### What is expected
Please format the items below as a JSON list of strings, one string per line, leaving out blank lines.

======== Recorded data ========

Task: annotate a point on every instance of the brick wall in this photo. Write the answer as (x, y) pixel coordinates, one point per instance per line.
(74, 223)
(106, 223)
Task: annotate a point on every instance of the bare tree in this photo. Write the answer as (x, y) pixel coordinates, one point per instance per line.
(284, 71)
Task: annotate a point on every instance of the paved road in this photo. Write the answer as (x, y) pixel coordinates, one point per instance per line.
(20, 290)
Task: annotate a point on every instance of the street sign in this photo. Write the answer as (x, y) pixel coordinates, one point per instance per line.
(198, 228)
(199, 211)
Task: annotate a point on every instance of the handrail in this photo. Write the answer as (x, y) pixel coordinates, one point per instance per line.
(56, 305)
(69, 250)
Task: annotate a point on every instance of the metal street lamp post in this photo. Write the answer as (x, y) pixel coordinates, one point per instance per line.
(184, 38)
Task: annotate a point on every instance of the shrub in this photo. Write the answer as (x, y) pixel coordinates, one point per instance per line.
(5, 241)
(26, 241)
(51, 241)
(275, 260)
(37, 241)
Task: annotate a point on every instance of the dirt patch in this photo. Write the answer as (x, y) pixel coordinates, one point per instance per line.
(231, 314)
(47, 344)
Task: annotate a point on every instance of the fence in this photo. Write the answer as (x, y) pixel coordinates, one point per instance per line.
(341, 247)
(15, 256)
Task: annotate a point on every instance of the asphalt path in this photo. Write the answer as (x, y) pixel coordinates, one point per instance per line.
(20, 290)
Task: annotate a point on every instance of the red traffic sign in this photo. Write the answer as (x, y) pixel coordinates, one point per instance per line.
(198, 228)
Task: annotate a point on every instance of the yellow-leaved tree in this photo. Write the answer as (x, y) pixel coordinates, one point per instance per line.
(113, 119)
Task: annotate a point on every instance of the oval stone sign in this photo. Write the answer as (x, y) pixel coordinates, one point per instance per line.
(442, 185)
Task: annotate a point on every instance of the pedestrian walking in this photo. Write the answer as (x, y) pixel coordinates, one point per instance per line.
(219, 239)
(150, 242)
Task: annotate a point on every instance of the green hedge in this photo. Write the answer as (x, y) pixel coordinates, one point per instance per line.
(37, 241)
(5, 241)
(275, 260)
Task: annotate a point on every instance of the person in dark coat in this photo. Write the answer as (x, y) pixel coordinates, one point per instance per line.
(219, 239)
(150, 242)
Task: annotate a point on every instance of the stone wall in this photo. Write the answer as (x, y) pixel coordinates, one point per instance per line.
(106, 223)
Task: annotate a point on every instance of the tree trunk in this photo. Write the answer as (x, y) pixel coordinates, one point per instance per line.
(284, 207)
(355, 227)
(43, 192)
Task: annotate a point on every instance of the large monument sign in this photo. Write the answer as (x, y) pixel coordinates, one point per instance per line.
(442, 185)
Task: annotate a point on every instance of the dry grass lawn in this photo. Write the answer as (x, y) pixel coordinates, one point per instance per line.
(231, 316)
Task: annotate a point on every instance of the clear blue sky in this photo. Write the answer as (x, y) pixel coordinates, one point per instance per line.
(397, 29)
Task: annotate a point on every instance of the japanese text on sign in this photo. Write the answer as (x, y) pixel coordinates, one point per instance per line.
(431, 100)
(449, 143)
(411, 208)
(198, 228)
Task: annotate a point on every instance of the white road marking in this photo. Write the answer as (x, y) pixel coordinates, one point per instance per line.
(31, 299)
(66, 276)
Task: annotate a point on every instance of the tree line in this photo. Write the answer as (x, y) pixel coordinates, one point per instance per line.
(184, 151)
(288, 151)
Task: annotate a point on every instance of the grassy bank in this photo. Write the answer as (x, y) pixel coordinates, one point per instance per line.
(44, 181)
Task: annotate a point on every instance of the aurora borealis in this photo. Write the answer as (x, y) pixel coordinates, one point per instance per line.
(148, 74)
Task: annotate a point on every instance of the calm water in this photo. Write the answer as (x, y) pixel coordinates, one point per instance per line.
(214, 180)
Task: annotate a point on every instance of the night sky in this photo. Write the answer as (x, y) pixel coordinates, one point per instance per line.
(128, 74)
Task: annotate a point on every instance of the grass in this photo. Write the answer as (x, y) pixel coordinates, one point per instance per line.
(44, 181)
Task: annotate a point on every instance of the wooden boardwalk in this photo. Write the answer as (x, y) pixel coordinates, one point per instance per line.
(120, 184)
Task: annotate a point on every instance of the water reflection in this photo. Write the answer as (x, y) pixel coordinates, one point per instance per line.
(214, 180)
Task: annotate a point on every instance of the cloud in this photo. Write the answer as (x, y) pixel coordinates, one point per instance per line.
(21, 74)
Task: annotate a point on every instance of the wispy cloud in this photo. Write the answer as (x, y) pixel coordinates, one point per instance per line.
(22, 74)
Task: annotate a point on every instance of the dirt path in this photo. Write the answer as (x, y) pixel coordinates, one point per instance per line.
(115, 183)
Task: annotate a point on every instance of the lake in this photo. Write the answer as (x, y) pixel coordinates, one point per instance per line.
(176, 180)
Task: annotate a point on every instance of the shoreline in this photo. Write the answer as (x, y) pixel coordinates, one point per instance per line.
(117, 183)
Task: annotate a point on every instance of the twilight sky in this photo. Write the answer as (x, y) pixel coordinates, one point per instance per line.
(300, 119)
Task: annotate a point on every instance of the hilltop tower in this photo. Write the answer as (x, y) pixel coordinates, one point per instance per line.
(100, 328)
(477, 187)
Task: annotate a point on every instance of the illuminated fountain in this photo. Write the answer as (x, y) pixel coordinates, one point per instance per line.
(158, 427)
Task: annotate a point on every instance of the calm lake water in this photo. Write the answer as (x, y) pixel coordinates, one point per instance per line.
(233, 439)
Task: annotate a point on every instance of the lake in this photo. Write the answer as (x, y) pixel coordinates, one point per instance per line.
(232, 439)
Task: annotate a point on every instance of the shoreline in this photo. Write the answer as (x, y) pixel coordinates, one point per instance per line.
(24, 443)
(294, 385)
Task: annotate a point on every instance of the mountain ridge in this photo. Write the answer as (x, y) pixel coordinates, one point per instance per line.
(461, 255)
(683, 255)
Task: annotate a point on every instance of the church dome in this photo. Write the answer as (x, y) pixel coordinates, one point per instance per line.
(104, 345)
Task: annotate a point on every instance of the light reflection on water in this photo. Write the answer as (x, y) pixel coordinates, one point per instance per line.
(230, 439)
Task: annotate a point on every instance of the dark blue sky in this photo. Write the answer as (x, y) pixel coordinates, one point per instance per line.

========

### Result of the exercise
[
  "Task: annotate a point on every instance of the brick wall in this photo. Write the answer as (x, y) pixel coordinates, one point per instance per line.",
  "(74, 223)",
  "(106, 223)",
  "Task: annotate a point on every instance of the bare tree in this photo. Write the answer as (x, y) pixel coordinates, one point per instance per line.",
  "(284, 71)",
  "Task: annotate a point on every instance of the paved road in this photo. Write the answer as (x, y) pixel coordinates, one point per instance per line.",
  "(20, 290)",
  "Task: annotate a point on every instance of the street sign in this photo. Write the answer as (x, y) pixel coordinates, one point per instance per line.",
  "(198, 228)",
  "(199, 211)",
  "Task: annotate a point on every instance of the handrail in this photo. Write the answer as (x, y) pixel coordinates, one point per instance per line.",
  "(56, 305)",
  "(69, 250)",
  "Task: annotate a point on every instance of the metal street lamp post in this photo. Write the answer as (x, y) pixel coordinates, one point per instance per line.",
  "(184, 38)",
  "Task: annotate a point on every instance of the shrub in this photo. Write the answer as (x, y) pixel coordinates, one point per instance per line.",
  "(5, 241)",
  "(26, 241)",
  "(51, 241)",
  "(275, 260)",
  "(37, 241)",
  "Task: annotate a point on every instance of the dirt patch in this photo. Write the answer as (x, y) pixel coordinates, one point per instance per line.",
  "(231, 314)",
  "(47, 344)",
  "Task: annotate a point on every instance of the fence in this photo. Write the answer as (x, y) pixel coordinates, one point per instance per line.",
  "(341, 247)",
  "(15, 256)",
  "Task: annotate a point on every instance of the asphalt path in this photo. Write the answer as (x, y) pixel coordinates, one point per instance per line.",
  "(20, 290)",
  "Task: annotate a point on every instance of the red traffic sign in this photo. Write the answer as (x, y) pixel coordinates, one point per instance per line.",
  "(198, 228)",
  "Task: annotate a point on every instance of the yellow-leaved tree in this photo. Write the answer as (x, y) pixel coordinates, one point per instance per line.",
  "(113, 119)",
  "Task: annotate a point on every instance of the oval stone sign in this photo. Write the answer as (x, y) pixel coordinates, one point per instance per line.",
  "(442, 185)",
  "Task: annotate a point on every instance of the pedestrian walking in this photo. Write the answer as (x, y) pixel coordinates, one point per instance per line.",
  "(219, 239)",
  "(150, 242)",
  "Task: annotate a point on every instance of the green hedge in this photo. Write the answer as (x, y) pixel coordinates, one point per instance per line.",
  "(37, 241)",
  "(5, 241)",
  "(275, 260)",
  "Task: annotate a point on every instance of the person in dark coat in this photo. Write the answer as (x, y) pixel coordinates, one point per instance per line.",
  "(219, 239)",
  "(150, 242)",
  "Task: annotate a point on every instance of the stone wall in this photo. Write the answer as (x, y) pixel coordinates, one point per instance per line.",
  "(106, 223)",
  "Task: annotate a point on every instance of the tree trunk in this photo. Write the answer as (x, y) pixel coordinates, one point per instance per line.",
  "(284, 207)",
  "(355, 227)",
  "(43, 192)",
  "Task: annotate a point on every instance of the large monument sign in this photo. Write the answer as (x, y) pixel coordinates, one point per instance per line.",
  "(442, 185)",
  "Task: annotate a point on every instance of the dry grass lawn in this photo. Write the answer as (x, y) pixel coordinates, one point per instance per line.",
  "(231, 316)",
  "Task: annotate a point on every instance of the clear blue sky in this photo. Write the answer as (x, y) pixel coordinates, one point per instance per line.",
  "(397, 29)",
  "Task: annotate a point on every instance of the japanese text on sign in this photo. Write the answer as (x, y) pixel coordinates, one point per instance per line.",
  "(431, 100)",
  "(449, 143)",
  "(411, 208)",
  "(198, 228)",
  "Task: annotate a point on every instance of the white road marking in this photo. Write the answer as (x, y) pixel coordinates, one point per instance per line.",
  "(31, 299)",
  "(66, 276)",
  "Task: annotate a point on every instance of the tree line in this photo. Write the answer as (x, y) pixel coordinates, one point per instance per line.",
  "(184, 151)",
  "(288, 151)",
  "Task: annotate a point on every instance of the grassy bank in this photo. Write the answer as (x, y) pixel coordinates, one point per instance per line.",
  "(44, 181)",
  "Task: annotate a point on every instance of the aurora borealis in this photo. Write the answer as (x, y) pixel coordinates, one point per instance per line.",
  "(148, 74)",
  "Task: annotate a point on every instance of the calm water in this photo. Write the answer as (x, y) pixel coordinates, one point per instance per line.",
  "(214, 180)",
  "Task: annotate a point on every instance of the night sky in this photo. Write the answer as (x, y) pixel coordinates, one point per instance per line.",
  "(128, 74)",
  "Task: annotate a point on every instance of the grass in this photo. Write the answer as (x, y) pixel coordinates, one point per instance per line.",
  "(44, 181)",
  "Task: annotate a point on every instance of the wooden boardwalk in this photo. Write the answer as (x, y) pixel coordinates, one point per instance per line.",
  "(120, 184)",
  "Task: annotate a point on every instance of the water reflection in this photo. Write the answer as (x, y) pixel coordinates, one point per instance per line.",
  "(214, 180)",
  "Task: annotate a point on every instance of the cloud in this photo. Write the answer as (x, y) pixel coordinates, one point per instance per line.",
  "(21, 74)",
  "Task: annotate a point on every instance of the wispy cloud in this photo. Write the answer as (x, y) pixel coordinates, one point per instance per line.",
  "(22, 74)",
  "Task: annotate a point on every instance of the dirt path in this photo. Write the answer as (x, y) pixel coordinates, one point per instance per line.",
  "(115, 183)",
  "Task: annotate a point on every instance of the lake in this photo. Write the answer as (x, y) pixel coordinates, one point per instance per line.",
  "(176, 180)",
  "Task: annotate a point on every instance of the shoreline in this photo. Write the answer as (x, y) pixel coordinates, one point per instance per line.",
  "(117, 183)",
  "Task: annotate a point on every instance of the twilight sky in this photo. Write the answer as (x, y) pixel coordinates, one point per instance per line.",
  "(300, 119)",
  "Task: annotate a point on every instance of the hilltop tower in this photo. Write the answer as (x, y) pixel coordinates, one point per instance per line.",
  "(100, 328)",
  "(477, 187)",
  "Task: annotate a point on every instance of the illuminated fountain in this photo. Write the answer as (x, y) pixel coordinates, one point per instance per line.",
  "(158, 427)",
  "Task: annotate a point on every instance of the calm lake water in this photo. Write the answer as (x, y) pixel coordinates, one point per instance per line.",
  "(233, 439)",
  "Task: annotate a point on every instance of the lake in this photo. Write the answer as (x, y) pixel coordinates, one point per instance per line.",
  "(232, 439)",
  "Task: annotate a point on every instance of the shoreline in this photo. Write the answer as (x, y) pixel coordinates, one point per instance per line.",
  "(24, 443)",
  "(294, 385)",
  "Task: annotate a point on every instance of the mountain ridge in this photo. Write the answer as (x, y) pixel coordinates, one point per instance per line.",
  "(461, 255)",
  "(683, 255)",
  "Task: annotate a point on every instance of the church dome in this photo. Write the answer as (x, y) pixel coordinates, one point per instance per line.",
  "(104, 345)",
  "Task: annotate a point on every instance of the light reflection on water in this photo. Write the answer as (x, y) pixel coordinates, one point per instance per line.",
  "(230, 439)",
  "Task: annotate a point on every instance of the dark blue sky in this photo. Write the answer as (x, y) pixel coordinates, one point per instance per line."
]